Source document —
Sunday, June 28, 2015

HOW SHOULD HIRING DECISIONS BE MADE?

You are competing for a job. You are one of many candidates qualified for the position. How do you become the company's candidate of choice? Will your "human skills" like being able to carry on an intelligible conversation and being adept a reading social cues make a difference in your being selected?

Interviewers are people too--complete with implicit biases that can affect the hiring decisions they made. Perceiving you to share similarities with them--perhaps you attended the same school, have a friend in common, or enjoy playing the same sport--could incline an interviewer to view you more favorably than other candidates.

But what happens when the decision is taken out of human hands and automated instead? Might an algorithm encoded into software precipitate better hiring decisions than a human interviewer? Could the use of technology actually help to increase workplace diversity as opposed to workplace homogeneity. Or are some of the human qualities necessary to succeed in the workplace uncodable--like gut feelings and human chemistry? And what about the biases we worry about in interviewers, might these not be as likely to exist in the created software--since humans did the coding.

In your opinion, what really determines your cultural suitability for a job, and who should decide if you have what's needed:  a person or a computer?

(See Claire Cain Miller, "Can an Algorithm Hire Better Than a Human?" The New York Times, June 25, 2015.)

Thursday, May 28, 2015

TRUTH BE TOLD


What is lying's role in relationships? How important is it to tell others the truth and have them tell you the truth? Do our relationships last because we tell the truth? Or, is it feasible, that they last because we don’t? And if we don’t tell one another the whole truth, does that mean, in truth, that we are lying to each other?

But do we even know when we’re lying? According to research studies, many of us tell at least a couple of lies every 10 minutes. That’s a potential 18 lies per hour. Is it even remotely possible that we do this without realizing it? For one thing, there are different kinds of lies: we have lies of commission (we tell outright lies) and lies of omission (We don’t reveal the complete truth).

We also have different motivations for lying. Sometimes a lie is self-protective—we lie because we don’t want to get into trouble, embarrass, or expose ourselves. Other times, we lie to protect another person’s feelings or because we don’t want to reveal what we are really thinking or feeling about him or her. Is there such a thing as being “too honest”—that is, telling another person too much truth? Maybe there are untruths about ourselves that we need to believe are true for us to continue to function and be happy.

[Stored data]
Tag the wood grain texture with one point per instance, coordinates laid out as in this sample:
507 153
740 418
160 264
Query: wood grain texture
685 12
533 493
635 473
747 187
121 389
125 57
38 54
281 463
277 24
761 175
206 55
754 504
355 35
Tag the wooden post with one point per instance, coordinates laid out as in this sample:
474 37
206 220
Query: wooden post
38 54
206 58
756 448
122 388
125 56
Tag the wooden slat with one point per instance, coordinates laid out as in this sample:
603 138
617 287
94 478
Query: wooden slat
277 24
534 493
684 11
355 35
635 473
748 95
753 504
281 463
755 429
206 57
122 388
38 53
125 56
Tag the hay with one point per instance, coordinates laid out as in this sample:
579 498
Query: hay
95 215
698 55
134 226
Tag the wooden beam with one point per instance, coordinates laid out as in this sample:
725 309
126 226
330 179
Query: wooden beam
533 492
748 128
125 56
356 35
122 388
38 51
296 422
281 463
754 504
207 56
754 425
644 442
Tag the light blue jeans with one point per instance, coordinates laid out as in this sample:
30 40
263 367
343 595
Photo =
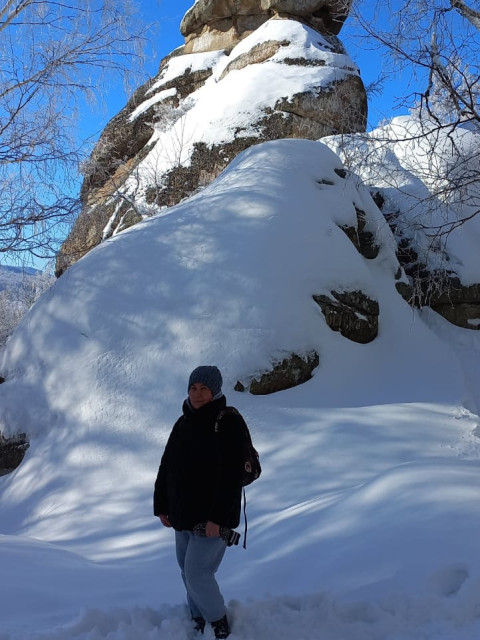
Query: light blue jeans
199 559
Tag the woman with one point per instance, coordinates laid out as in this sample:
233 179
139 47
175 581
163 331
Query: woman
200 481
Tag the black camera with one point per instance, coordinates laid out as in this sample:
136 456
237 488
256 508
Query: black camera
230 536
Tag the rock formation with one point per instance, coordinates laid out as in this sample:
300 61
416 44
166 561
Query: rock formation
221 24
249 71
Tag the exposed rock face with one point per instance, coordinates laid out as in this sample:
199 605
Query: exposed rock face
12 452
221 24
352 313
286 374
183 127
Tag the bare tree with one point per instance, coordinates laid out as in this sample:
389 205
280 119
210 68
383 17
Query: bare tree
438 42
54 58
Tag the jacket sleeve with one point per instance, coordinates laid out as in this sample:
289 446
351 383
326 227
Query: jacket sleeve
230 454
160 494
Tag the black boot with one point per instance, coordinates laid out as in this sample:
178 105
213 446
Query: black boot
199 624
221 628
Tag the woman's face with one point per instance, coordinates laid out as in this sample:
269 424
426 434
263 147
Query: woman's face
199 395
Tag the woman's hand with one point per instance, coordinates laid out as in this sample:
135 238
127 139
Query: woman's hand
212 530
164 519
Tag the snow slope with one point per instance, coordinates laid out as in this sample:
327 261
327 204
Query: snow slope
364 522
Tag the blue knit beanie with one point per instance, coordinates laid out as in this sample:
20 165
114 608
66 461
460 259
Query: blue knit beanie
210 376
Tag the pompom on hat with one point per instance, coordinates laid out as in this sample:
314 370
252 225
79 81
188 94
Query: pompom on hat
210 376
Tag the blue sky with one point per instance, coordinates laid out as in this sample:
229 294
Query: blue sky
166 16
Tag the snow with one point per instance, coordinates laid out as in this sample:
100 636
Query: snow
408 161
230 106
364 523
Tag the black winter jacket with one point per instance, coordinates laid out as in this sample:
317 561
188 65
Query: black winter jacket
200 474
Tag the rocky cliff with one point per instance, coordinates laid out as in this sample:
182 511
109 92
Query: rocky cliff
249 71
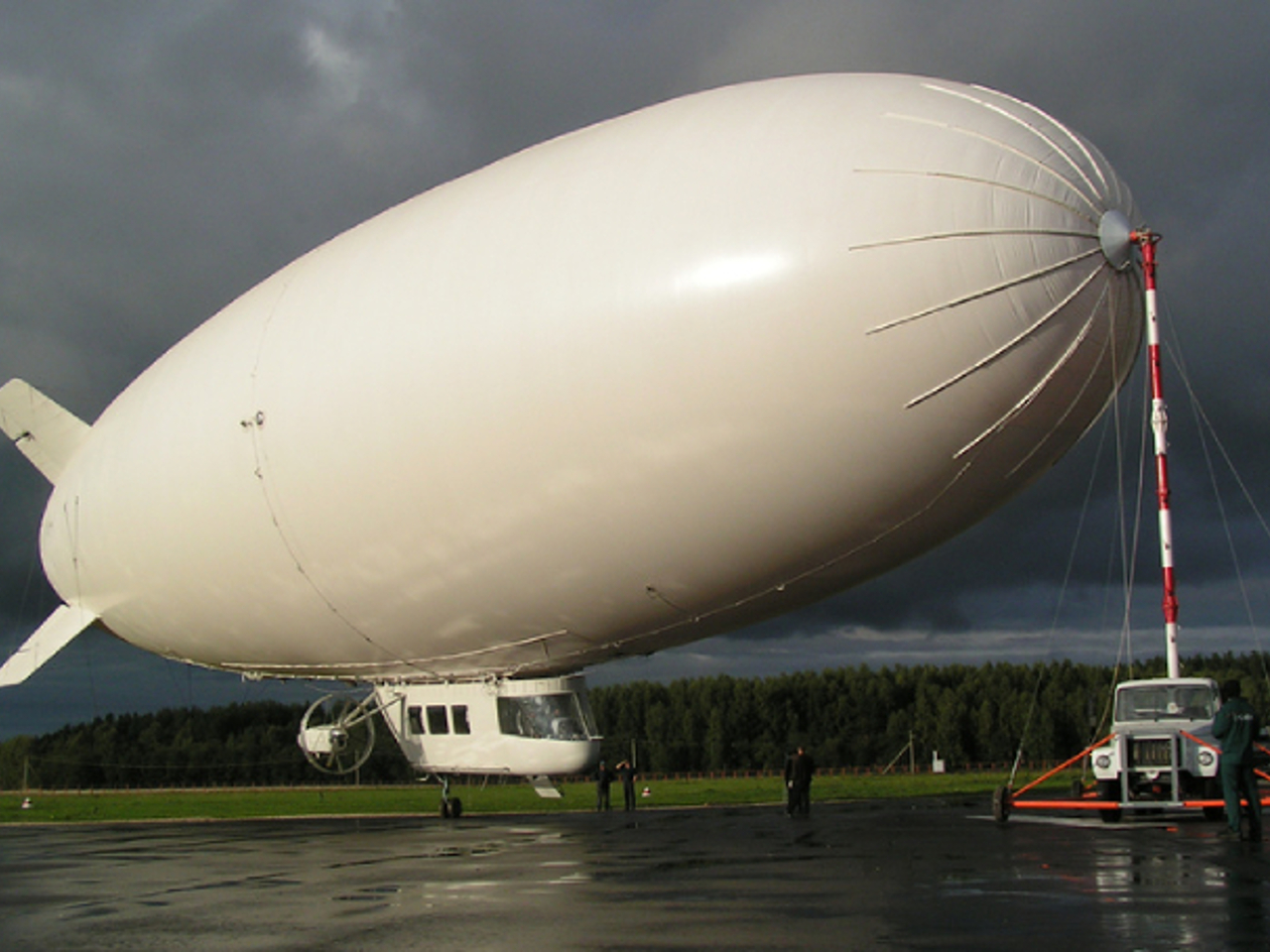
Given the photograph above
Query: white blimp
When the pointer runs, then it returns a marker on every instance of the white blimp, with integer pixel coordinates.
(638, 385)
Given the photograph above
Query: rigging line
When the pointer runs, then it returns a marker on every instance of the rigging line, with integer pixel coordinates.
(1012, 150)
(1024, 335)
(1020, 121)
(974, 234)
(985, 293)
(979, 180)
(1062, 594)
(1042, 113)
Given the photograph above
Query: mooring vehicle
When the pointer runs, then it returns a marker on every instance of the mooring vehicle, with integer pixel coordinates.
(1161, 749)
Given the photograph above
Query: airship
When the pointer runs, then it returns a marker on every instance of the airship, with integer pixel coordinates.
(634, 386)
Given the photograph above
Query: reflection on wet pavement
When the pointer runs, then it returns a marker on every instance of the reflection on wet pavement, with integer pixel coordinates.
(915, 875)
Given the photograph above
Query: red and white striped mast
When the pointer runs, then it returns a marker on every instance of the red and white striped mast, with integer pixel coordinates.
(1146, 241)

--

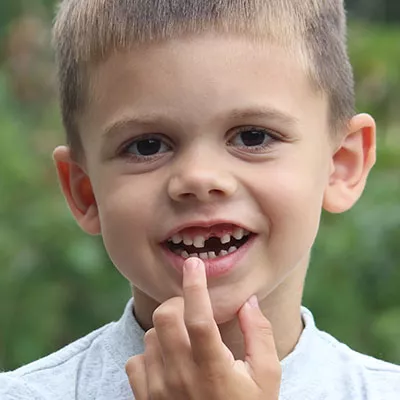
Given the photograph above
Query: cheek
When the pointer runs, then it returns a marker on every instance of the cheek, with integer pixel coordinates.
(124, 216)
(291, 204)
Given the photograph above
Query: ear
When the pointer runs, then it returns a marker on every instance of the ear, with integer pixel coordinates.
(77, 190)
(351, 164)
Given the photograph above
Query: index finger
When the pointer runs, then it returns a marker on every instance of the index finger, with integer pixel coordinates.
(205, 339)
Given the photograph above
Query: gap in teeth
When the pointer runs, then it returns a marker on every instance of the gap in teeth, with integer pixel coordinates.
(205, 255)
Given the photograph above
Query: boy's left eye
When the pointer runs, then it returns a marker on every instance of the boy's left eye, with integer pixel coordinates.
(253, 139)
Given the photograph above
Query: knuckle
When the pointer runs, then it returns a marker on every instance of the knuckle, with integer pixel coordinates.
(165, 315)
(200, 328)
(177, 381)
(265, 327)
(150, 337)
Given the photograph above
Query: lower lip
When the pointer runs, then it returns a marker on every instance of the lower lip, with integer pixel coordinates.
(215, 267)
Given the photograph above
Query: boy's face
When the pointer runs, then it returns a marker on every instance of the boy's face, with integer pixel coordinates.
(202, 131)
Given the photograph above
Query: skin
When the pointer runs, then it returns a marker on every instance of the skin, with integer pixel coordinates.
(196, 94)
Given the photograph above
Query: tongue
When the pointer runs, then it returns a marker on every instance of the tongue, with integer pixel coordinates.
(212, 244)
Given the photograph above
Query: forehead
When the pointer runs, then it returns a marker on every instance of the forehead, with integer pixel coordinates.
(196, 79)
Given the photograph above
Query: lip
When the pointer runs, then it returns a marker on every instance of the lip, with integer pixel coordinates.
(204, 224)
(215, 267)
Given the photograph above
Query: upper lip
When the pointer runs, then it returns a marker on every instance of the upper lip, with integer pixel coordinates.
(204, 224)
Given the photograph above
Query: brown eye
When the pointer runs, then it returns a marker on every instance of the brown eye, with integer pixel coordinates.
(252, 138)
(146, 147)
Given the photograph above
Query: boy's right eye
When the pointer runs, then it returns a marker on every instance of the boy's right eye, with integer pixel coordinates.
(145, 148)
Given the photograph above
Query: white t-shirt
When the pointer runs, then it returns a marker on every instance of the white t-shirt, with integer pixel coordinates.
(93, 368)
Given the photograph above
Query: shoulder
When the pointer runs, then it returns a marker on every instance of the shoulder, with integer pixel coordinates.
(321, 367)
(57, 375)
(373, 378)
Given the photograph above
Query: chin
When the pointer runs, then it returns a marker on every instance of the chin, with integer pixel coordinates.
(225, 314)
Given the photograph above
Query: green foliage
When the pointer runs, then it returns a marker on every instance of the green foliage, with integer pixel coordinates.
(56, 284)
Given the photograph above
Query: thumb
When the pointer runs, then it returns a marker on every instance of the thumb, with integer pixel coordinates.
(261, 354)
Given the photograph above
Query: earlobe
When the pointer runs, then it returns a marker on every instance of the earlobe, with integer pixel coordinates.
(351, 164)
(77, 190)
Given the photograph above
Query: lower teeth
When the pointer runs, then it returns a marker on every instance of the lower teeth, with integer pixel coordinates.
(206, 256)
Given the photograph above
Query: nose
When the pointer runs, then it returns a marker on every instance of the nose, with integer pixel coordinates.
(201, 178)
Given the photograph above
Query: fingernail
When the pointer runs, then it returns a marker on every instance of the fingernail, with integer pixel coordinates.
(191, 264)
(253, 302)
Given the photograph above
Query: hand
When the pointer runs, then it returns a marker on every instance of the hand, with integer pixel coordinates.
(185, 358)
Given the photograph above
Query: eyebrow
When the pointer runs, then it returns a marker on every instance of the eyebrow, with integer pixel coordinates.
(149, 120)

==

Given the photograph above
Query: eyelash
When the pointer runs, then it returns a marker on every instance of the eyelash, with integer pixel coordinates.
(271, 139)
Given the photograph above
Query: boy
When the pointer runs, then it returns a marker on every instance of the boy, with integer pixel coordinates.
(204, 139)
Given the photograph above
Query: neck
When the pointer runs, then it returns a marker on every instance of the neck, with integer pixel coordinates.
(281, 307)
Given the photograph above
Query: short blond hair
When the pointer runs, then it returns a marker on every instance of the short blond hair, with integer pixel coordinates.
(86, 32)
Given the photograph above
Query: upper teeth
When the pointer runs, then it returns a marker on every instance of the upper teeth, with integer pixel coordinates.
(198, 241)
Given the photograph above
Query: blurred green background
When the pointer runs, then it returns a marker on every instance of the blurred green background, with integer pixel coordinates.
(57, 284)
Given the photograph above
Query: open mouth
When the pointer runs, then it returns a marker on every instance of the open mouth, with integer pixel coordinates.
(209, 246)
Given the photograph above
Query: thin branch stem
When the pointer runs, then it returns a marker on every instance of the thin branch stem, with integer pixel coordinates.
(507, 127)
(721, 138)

Directions —
1. Reproduce a passage from the blog posts on hiring and lying, starting at the words "Sunday, June 28, 2015" and ending after the words "your being selected?".
2. In the blog posts on hiring and lying, what two kinds of lies are named?
3. Write the next part of the blog posts on hiring and lying, continuing after their final sentence.

Answers provided —
1.
Sunday, June 28, 2015

HOW SHOULD HIRING DECISIONS BE MADE?

You are competing for a job. You are one of many candidates qualified for the position. How do you become the company's candidate of choice? Will your "human skills" like being able to carry on an intelligible conversation and being adept a reading social cues make a difference in your being selected?

2. Lies of commission, which are outright lies, and lies of omission, which do not reveal the complete truth.

3.
Thus, we may perceive some lies as acceptable because they help shield us from truths we don’t want to or are not strong enough to face. That also means that we may perceive those lies that protect the liar but not the person being lied to as bad. However, it may be that both good and bad lies exist only in the eye of the beholder.  If so, are the lies you tell yourself more or less harmful than the lies you tell another person? And once you have told that lie, does “coming clean” ever really wipe the lie-slate clean between you? Or if discovered by the person being lied to or revealed by the liar, is the lie an irrevocable destroyer of personal credibility and therefore trust? Where do you stand on this question?

Monday, May 11, 2015

RACE AND YOUR BRAIN


Though many speak of our society as post-racial, others contend that because of how our brains are wired, racial divisions persist. It appears that whether we are young, middle-aged, or senior citizens, we have a natural propensity to categorize faces by race. And we do this within one-fifth of a second of seeing another person’s face.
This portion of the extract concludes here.